== SHORT PROBLEM 1 ==
Reproduce the SRAM brake recall thread starting with "WASHINGTON, D.C. - The" and going on through "of Chicago, Ill.", switching "Importer" to "Distributor".

== DOCUMENT ==
— begin —
# Another SRAM Recall?



## janetaylor7 (Jan 18, 2007)

Someone posted this in another forum but I know it's especially important to some new Orbea owners. I'm glad I went with Shimano. Was it the calipers they recalled before? I thought it was the levers?

SRAM Corp. Recalls Bicycle Brake Caliper Sets Due to Crash Hazard
FOR IMMEDIATE RELEASE
April 10, 2007
Release #07-153	Firm’s Recall Hotline: (800) 346-2928
CPSC Recall Hotline: (800) 638-2772
CPSC Media Contact: (301) 504-7908


SRAM Corp. Recalls Bicycle Brake Caliper Sets Due to Crash Hazard

WASHINGTON, D.C. - The U.S. Consumer Product Safety Commission, in cooperation with the firm named below, today announced a voluntary recall of the following consumer product. Consumers should stop using recalled products immediately unless otherwise instructed. Name of product: SRAM Force Road Brake Caliper Sets
Units: About 5,400 units
Importer: SRAM Corp., of Chicago, Ill.
Hazard: The brake caliper sets could break and detach from the bicycle’s fork or frame. This could cause the rider to lose control and crash.
Incidents/Injuries: None reported.
Description: The recall involves the SRAM Force Road Brake Calipers sets sold as aftermarket components. The brake caliper sets have “SRAM Force” and some have a date or production code embossed on the unit.
Code	Example	In Recall	Not In Recall
Date code
(Day/Month/Year)	01JUN06	Dates between 01JUN06
and 25DEC06	Dates after 25DEC06
No date code	------------	All sold between July 2006
through March 2007	---------------
Production Code	35T61234567	Codes beginning with
35T6 through 51T6	Codes beginning with
52T6 and codes with “7”
— end —
== SHORT PROBLEM 2 ==
Count the lines in the listing below that contain the string "mountain" and reply with the number only.

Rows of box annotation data
— begin —
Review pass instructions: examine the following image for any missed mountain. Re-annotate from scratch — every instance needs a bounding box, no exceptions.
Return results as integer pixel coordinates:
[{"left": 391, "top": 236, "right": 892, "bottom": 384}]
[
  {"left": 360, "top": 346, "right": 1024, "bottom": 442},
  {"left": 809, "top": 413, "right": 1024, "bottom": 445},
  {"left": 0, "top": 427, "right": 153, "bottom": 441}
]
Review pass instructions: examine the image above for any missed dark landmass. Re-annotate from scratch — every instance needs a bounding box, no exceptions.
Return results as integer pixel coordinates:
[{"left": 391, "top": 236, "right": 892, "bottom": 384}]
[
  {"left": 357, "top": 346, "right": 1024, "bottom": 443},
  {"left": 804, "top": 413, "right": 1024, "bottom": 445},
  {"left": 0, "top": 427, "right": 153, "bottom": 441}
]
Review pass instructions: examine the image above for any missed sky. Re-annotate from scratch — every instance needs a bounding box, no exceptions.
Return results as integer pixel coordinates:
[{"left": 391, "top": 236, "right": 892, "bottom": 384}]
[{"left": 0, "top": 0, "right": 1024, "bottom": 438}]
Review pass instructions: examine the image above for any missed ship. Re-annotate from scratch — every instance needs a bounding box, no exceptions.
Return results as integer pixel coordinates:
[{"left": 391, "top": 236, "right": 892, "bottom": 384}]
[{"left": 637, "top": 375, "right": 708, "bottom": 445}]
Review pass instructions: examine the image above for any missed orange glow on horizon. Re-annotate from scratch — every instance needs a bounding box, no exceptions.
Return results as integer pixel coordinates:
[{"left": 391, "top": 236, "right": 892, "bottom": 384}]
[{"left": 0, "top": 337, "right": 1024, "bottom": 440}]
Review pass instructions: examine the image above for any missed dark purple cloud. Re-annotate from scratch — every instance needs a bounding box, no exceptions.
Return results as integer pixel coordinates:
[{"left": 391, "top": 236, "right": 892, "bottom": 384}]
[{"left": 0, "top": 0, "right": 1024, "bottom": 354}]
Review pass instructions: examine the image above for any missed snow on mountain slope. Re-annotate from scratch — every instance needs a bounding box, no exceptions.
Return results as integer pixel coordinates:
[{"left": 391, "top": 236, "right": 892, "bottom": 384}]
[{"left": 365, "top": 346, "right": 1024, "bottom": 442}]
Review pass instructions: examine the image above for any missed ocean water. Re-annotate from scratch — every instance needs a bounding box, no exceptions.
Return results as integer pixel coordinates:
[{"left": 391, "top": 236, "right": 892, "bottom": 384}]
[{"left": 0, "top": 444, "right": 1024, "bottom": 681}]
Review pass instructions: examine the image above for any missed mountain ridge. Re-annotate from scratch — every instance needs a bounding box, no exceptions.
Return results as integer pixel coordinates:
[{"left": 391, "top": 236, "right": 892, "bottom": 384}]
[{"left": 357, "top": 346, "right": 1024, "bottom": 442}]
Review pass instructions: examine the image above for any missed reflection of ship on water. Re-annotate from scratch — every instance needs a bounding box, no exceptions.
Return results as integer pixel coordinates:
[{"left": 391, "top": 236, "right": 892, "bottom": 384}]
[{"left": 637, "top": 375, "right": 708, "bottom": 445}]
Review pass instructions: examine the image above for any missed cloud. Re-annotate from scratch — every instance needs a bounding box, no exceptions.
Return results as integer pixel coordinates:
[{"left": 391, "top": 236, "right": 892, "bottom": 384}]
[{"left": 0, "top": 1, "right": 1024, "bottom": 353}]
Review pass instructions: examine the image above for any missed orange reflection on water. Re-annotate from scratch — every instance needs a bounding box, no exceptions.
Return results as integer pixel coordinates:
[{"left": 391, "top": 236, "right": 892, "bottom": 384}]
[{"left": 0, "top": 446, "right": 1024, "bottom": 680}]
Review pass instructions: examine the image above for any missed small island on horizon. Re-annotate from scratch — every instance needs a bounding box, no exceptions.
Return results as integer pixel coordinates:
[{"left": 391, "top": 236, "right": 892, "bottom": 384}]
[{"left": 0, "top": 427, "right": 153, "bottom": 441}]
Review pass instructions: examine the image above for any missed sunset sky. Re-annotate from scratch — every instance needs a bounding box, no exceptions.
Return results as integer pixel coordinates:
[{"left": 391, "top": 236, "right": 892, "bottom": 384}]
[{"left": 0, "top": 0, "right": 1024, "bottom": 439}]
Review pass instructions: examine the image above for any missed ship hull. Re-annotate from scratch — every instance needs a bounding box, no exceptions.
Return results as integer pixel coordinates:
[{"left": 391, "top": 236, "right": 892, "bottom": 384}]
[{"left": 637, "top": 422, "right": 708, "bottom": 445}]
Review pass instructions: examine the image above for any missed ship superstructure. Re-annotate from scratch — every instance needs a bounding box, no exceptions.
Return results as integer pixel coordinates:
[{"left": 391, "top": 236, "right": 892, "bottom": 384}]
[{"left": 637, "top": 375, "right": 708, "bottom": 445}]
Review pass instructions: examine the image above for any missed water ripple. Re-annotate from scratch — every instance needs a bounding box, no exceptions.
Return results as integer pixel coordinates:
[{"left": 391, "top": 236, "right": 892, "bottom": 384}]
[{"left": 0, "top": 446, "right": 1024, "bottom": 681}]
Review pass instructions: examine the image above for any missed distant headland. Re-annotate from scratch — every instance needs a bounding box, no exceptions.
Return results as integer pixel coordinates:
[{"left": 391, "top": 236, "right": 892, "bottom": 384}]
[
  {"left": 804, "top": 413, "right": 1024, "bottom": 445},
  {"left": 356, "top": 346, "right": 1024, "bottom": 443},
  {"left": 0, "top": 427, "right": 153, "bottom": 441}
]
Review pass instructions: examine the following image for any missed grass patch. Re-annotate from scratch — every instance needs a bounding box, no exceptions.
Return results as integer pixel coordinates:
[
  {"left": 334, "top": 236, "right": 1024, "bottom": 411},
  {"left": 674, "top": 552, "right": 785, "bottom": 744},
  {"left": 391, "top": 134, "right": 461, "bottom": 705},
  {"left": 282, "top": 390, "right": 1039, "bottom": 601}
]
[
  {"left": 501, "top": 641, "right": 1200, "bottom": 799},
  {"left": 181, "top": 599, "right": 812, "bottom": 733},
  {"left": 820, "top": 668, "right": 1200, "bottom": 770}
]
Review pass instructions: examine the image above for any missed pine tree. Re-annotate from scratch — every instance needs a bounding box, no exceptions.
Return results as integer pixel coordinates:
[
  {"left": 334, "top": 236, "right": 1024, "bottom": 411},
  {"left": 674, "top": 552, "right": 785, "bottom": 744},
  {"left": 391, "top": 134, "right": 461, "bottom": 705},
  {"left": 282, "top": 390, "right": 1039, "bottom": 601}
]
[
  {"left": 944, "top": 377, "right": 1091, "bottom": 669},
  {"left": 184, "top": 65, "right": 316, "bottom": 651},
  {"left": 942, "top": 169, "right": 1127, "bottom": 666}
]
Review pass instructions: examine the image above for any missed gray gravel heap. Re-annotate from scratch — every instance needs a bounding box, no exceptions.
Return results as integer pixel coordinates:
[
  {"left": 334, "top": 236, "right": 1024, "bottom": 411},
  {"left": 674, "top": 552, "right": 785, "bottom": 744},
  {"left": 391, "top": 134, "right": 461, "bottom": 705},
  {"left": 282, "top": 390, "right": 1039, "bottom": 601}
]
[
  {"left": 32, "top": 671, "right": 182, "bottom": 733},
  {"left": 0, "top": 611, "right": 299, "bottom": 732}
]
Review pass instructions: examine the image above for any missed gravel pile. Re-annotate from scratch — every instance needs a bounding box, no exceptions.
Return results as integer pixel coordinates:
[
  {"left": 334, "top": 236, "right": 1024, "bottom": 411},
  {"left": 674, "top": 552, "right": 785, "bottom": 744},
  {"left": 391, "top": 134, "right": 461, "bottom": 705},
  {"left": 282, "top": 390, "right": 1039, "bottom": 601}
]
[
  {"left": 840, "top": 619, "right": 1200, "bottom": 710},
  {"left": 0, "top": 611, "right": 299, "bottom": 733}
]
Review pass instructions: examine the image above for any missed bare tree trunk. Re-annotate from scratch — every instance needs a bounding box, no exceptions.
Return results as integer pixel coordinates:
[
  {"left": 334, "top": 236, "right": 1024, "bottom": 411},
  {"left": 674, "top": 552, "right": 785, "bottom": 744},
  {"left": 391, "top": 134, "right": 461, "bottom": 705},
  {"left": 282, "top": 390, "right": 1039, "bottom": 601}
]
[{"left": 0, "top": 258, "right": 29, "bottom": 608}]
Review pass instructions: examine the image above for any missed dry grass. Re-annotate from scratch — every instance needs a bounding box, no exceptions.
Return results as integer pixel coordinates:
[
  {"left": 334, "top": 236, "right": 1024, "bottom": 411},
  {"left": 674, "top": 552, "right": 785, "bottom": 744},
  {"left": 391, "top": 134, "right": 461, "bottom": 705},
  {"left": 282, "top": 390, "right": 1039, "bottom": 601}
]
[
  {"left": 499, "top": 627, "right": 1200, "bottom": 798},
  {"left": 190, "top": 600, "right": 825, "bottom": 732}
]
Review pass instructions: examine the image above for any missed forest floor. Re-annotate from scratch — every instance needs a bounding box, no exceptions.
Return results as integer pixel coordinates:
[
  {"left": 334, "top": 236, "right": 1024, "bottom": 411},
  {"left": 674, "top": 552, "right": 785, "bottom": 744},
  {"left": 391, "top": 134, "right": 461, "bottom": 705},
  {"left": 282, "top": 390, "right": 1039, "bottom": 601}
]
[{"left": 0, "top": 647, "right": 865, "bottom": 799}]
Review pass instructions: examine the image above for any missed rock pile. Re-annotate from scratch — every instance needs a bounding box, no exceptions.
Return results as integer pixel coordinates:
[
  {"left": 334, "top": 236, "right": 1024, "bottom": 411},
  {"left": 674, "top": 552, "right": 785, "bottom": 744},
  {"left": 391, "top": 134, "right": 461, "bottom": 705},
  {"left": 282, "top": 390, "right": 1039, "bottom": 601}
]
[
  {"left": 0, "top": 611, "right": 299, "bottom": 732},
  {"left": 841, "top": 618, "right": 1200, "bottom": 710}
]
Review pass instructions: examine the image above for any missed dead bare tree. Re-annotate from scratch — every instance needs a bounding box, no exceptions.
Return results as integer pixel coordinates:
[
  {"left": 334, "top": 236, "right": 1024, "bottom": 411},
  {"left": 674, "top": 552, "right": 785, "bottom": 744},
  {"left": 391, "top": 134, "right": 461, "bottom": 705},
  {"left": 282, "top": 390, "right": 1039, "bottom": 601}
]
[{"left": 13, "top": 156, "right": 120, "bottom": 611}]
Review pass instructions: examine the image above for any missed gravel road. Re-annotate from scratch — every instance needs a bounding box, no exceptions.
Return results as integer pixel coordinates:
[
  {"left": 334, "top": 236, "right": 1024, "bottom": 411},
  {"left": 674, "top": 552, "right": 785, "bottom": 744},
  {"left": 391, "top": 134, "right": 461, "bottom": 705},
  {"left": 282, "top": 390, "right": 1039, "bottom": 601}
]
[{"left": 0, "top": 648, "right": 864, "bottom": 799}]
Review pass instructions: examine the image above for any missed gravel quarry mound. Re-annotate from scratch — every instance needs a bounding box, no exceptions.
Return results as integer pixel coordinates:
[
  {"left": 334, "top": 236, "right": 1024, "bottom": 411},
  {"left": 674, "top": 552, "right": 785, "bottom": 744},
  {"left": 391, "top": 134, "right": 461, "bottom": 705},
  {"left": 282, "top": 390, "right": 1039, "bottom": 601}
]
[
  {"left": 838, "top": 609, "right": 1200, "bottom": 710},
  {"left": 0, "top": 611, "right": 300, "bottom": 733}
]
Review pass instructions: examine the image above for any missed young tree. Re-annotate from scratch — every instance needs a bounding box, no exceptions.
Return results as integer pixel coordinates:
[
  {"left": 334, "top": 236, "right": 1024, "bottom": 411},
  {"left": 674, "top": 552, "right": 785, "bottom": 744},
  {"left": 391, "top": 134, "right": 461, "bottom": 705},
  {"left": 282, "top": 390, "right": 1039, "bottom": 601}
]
— end —
== WRITTEN ANSWER 1 ==
WASHINGTON, D.C. - The U.S. Consumer Product Safety Commission, in cooperation with the firm named below, today announced a voluntary recall of the following consumer product. Consumers should stop using recalled products immediately unless otherwise instructed. Name of product: SRAM Force Road Brake Caliper Sets
Units: About 5,400 units
Distributor: SRAM Corp., of Chicago, Ill.

== WRITTEN ANSWER 2 ==
3